Les cinq années du magister de Jean Martinon à la tête de l’Orchestre Symphonique de Chicago ont suffisamment été décrites comme un échec personnel pour que je n’y revienne pas ici ; après tout, John Barbirolli endura la même incompétence de la critique durant son expérience new-yorkaise.
RCA regroupe enfin le legs discographique que le chef français engrangea à l’Orchestra Hall ou au Medinah Temple. Les archives de l’orchestre conservent également quantité de documents très partiellement édités qui mériteraient une publication exhaustive, notre appréciation du répertoire de Martinon en serait radicalement modifiée.
A Chicago, Jean Martinon, sans oublier le répertoire français auquel ses éditeurs successifs voulurent, avec son accord, le réduire, fit entrer au répertoire de l’orchestre Nielsen, Martin, Varèse et bien des œuvres du XXe siècle, Nobilissima visione d’Hindemith, la 7e Symphonie de Peter Mennin en attestent ici, tout un pan de la musique symphonique délaissé par Fritz Reiner. La critique lui reprocha d’ailleurs assez son goût pour les modernes.
C’était dénier à Martinon son statut de compositeur que les musiciens de l’orchestre célébrèrent en lui commandant pour son cinquante-cinquième anniversaire ce qui deviendra sa 4e Symphonie, son Op. 53 sous titré « Altitudes ». Ils tinrent à l’enregistrer et pour la seconde face du microsillon, Martinon choisit de graver la 7e Symphonie de Peter Mennin (1923-1983) : Carl Fisher venait tout juste d’en éditer la partition que l’Orchestre de Cleveland et George Szell avaient créée en 1963, quatre années auparavant. Martinon fut sensible au principe de variations qui régit la partition, et le trouva accordé au propos de sa propre symphonie.

» **Données fournies**:
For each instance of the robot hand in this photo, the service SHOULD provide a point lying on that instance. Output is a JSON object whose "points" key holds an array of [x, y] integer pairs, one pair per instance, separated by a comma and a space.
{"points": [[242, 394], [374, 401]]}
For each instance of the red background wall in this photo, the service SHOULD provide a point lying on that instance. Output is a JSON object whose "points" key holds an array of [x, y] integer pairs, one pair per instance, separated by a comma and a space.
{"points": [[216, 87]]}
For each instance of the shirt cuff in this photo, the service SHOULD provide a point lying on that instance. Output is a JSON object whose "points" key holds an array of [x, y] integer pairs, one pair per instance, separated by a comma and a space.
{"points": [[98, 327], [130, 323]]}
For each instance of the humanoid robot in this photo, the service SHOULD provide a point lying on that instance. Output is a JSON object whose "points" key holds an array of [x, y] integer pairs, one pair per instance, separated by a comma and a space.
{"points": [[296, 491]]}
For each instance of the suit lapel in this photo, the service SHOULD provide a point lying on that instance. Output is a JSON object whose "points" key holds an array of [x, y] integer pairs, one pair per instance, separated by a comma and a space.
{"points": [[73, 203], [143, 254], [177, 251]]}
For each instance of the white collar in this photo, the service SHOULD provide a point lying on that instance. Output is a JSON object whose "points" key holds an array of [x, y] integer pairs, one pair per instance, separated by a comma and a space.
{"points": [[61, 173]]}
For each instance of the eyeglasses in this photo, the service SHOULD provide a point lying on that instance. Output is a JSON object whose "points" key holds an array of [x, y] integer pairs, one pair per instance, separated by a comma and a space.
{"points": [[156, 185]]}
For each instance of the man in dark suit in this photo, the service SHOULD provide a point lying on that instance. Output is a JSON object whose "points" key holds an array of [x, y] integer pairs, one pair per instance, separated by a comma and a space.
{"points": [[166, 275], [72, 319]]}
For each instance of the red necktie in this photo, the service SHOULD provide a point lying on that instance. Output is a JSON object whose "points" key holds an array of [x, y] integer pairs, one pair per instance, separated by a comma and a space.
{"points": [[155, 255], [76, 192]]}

» **Consigne**:
Poursuivez le texte sur Jean Martinon à Chicago en reprenant juste après sa dernière phrase. La liste provient d'une autre source que le texte sur Jean Martinon à Chicago.

» **Réponse**:
Altitudes n’est d’ailleurs pas sans rapport, ses aplats bruts alternant avec des espaces de rêves sonores que n’eut pas démenti Henri Dutilleux, avec la musique de certains symphonistes américains, Carl Ruggles, Charles Ives et justement Peter Mennin. Devant l’éloquence de cette langue orchestrale si achevée, si personnelle, je me prends à espérer que toutes les œuvres de Martinon, de la Symphoniette de 1936 au Concerto pour flûte de 1971 en passant par Hécube, Le Lys de Saron, les Concertos pour violon et alto et les Symphonies, soient enregistrées : on découvrirait un compositeur majeur du XXe siècle et de quoi couper court aux jugements de ceux qui ne voient en Martinon qu’un artiste de seconde importance, reléguant le chef loin derrière ses pairs, ce que l’examen de sa discographie et la hauteur de son art infirment, et du même geste ignorant totalement le créateur.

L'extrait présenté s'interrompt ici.